## Directions for this task
Transcribe exactly the entries from the "One point belongs to every instance of the rocky" line to the end, both included, minus pictures.

## Records supplied
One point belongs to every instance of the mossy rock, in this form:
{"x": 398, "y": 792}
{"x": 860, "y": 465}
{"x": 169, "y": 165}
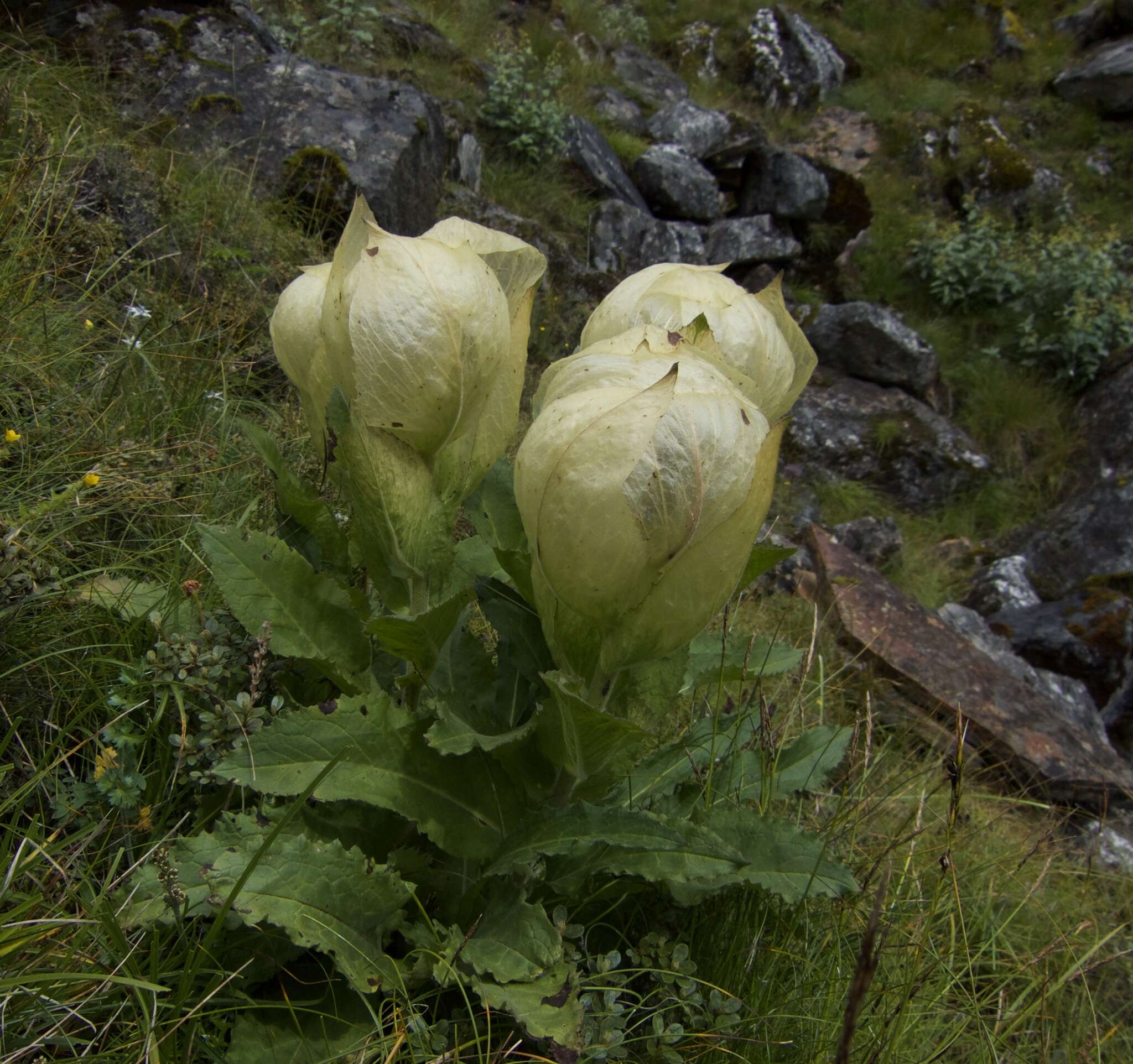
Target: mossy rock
{"x": 318, "y": 185}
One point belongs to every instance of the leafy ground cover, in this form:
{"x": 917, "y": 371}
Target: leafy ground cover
{"x": 995, "y": 937}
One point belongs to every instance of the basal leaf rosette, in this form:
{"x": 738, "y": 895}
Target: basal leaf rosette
{"x": 751, "y": 338}
{"x": 642, "y": 485}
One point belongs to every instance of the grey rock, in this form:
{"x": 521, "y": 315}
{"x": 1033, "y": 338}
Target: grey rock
{"x": 871, "y": 342}
{"x": 1103, "y": 79}
{"x": 876, "y": 540}
{"x": 625, "y": 239}
{"x": 790, "y": 62}
{"x": 620, "y": 111}
{"x": 1088, "y": 635}
{"x": 783, "y": 184}
{"x": 468, "y": 163}
{"x": 647, "y": 77}
{"x": 921, "y": 459}
{"x": 1003, "y": 585}
{"x": 384, "y": 137}
{"x": 699, "y": 131}
{"x": 675, "y": 185}
{"x": 758, "y": 238}
{"x": 1111, "y": 847}
{"x": 1088, "y": 535}
{"x": 592, "y": 153}
{"x": 1071, "y": 695}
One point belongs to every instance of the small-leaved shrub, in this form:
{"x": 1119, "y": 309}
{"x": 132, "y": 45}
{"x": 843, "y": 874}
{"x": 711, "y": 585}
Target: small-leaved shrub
{"x": 523, "y": 102}
{"x": 1067, "y": 295}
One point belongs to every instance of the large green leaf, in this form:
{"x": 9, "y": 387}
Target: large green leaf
{"x": 548, "y": 1008}
{"x": 296, "y": 1032}
{"x": 465, "y": 805}
{"x": 629, "y": 837}
{"x": 776, "y": 857}
{"x": 311, "y": 614}
{"x": 419, "y": 639}
{"x": 763, "y": 557}
{"x": 744, "y": 658}
{"x": 322, "y": 895}
{"x": 594, "y": 747}
{"x": 803, "y": 766}
{"x": 300, "y": 500}
{"x": 683, "y": 760}
{"x": 513, "y": 940}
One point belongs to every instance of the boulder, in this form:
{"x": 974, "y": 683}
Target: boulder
{"x": 1071, "y": 695}
{"x": 647, "y": 77}
{"x": 1003, "y": 585}
{"x": 699, "y": 131}
{"x": 1088, "y": 635}
{"x": 620, "y": 111}
{"x": 306, "y": 129}
{"x": 782, "y": 184}
{"x": 625, "y": 239}
{"x": 876, "y": 540}
{"x": 755, "y": 239}
{"x": 1103, "y": 79}
{"x": 592, "y": 153}
{"x": 675, "y": 185}
{"x": 844, "y": 429}
{"x": 1089, "y": 536}
{"x": 874, "y": 343}
{"x": 789, "y": 62}
{"x": 945, "y": 676}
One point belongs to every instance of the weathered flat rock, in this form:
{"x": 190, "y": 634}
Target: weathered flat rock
{"x": 296, "y": 124}
{"x": 943, "y": 672}
{"x": 592, "y": 153}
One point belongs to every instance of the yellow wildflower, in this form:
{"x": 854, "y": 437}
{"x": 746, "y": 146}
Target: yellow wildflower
{"x": 107, "y": 758}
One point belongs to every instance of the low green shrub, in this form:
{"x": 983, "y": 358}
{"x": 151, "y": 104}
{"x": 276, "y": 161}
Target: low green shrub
{"x": 523, "y": 102}
{"x": 1067, "y": 295}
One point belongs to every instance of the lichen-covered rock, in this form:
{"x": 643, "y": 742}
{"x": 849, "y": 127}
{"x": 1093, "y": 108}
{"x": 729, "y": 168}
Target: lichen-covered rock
{"x": 876, "y": 540}
{"x": 1003, "y": 585}
{"x": 753, "y": 239}
{"x": 783, "y": 184}
{"x": 789, "y": 62}
{"x": 310, "y": 131}
{"x": 620, "y": 111}
{"x": 1070, "y": 694}
{"x": 874, "y": 343}
{"x": 844, "y": 429}
{"x": 625, "y": 239}
{"x": 699, "y": 131}
{"x": 675, "y": 185}
{"x": 647, "y": 77}
{"x": 1103, "y": 79}
{"x": 592, "y": 153}
{"x": 1088, "y": 635}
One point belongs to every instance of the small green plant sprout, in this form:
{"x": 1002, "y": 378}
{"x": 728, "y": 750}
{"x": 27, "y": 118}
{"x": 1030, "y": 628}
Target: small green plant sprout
{"x": 523, "y": 102}
{"x": 460, "y": 771}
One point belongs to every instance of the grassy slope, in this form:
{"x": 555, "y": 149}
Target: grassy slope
{"x": 1006, "y": 955}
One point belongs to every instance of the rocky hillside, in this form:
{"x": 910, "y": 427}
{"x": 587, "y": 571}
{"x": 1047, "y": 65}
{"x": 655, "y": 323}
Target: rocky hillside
{"x": 944, "y": 186}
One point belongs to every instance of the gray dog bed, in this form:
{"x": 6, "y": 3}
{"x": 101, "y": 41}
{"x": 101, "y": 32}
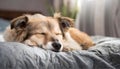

## Written response
One point belongs to every instance of the rocky hillside, in this form:
{"x": 910, "y": 427}
{"x": 587, "y": 571}
{"x": 1047, "y": 65}
{"x": 655, "y": 323}
Target: rocky hillside
{"x": 944, "y": 186}
One point belongs to every instance of the gray dog bed, in this form:
{"x": 6, "y": 3}
{"x": 101, "y": 41}
{"x": 101, "y": 32}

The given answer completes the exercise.